§ **Exercise requirements**
[A] In the review of The Conjuring, rewrite the paragraph that begins "The plot of The Conjuring is bare-bones-basic" in shorter form, keeping its main facts.
[B] Quote the review of The Conjuring word for word, from "It's a hit or" up to and including "of the incident.".
═════ Passage for review ═════
The plot of The Conjuring is bare-bones-basic. There is no twist, there is no mystery, the whole thing is fairly straight-forward from the first minute. It also doesn't seem to trouble itself with character development and drama and what little is there is actually focused on Ed and Lorraine, not the Perrons. If anything, the Perrons are just the pawns in the huge board-game that is the haunted house.

It's a hit or miss approach, not because the focus is on them or that it's little, but because it exists at all. The Warrens just don't come off as particularly interesting and in fact their quiet scenes are jarring when put next to the rest of the film's tone and pacing. There is also a distraction involving the doll from the poster, a conduit the demon of the story briefly uses to threaten their daughter, but the whole segment just doesn't gel with the rest of the film. I can only believe it was put in for reasons of "authenticity" based on Lorrain's account of the incident.

But you know what? I can dig the approach. A lesson I recently remembered with Evil Dead is that while character development is good to help the audience connect and sympathize with the heroes when shit hits the fan, sometimes the atmosphere and the spectacle alone are enough.

Additionally, if done well, it can be a blessing in disguise as it may create the delusion to the audience that the story's protagonists are interchangeable with them and they can find themselves in that same perilous position, increasing the all-too-important immersion, especially for a horror story. The Perrons are, for all intends and purposes, a typical American family like any other and they are entirely helpless without the aid of the "professional ghost-busters".
═════ Extracted data ═════
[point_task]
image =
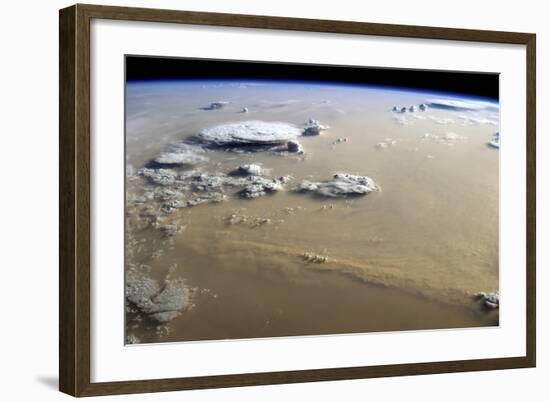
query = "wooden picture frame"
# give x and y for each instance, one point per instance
(75, 208)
═════
§ **Solutions to the problems**
[A] The Conjuring's plot is very simple. It has no twist or mystery and stays straightforward from the start. It spends little effort on character development or drama. What there is centers on Ed and Lorraine, not the Perrons, who serve mostly as pawns in the haunted house's game.

[B]
It's a hit or miss approach, not because the focus is on them or that it's little, but because it exists at all. The Warrens just don't come off as particularly interesting and in fact their quiet scenes are jarring when put next to the rest of the film's tone and pacing. There is also a distraction involving the doll from the poster, a conduit the demon of the story briefly uses to threaten their daughter, but the whole segment just doesn't gel with the rest of the film. I can only believe it was put in for reasons of "authenticity" based on Lorrain's account of the incident.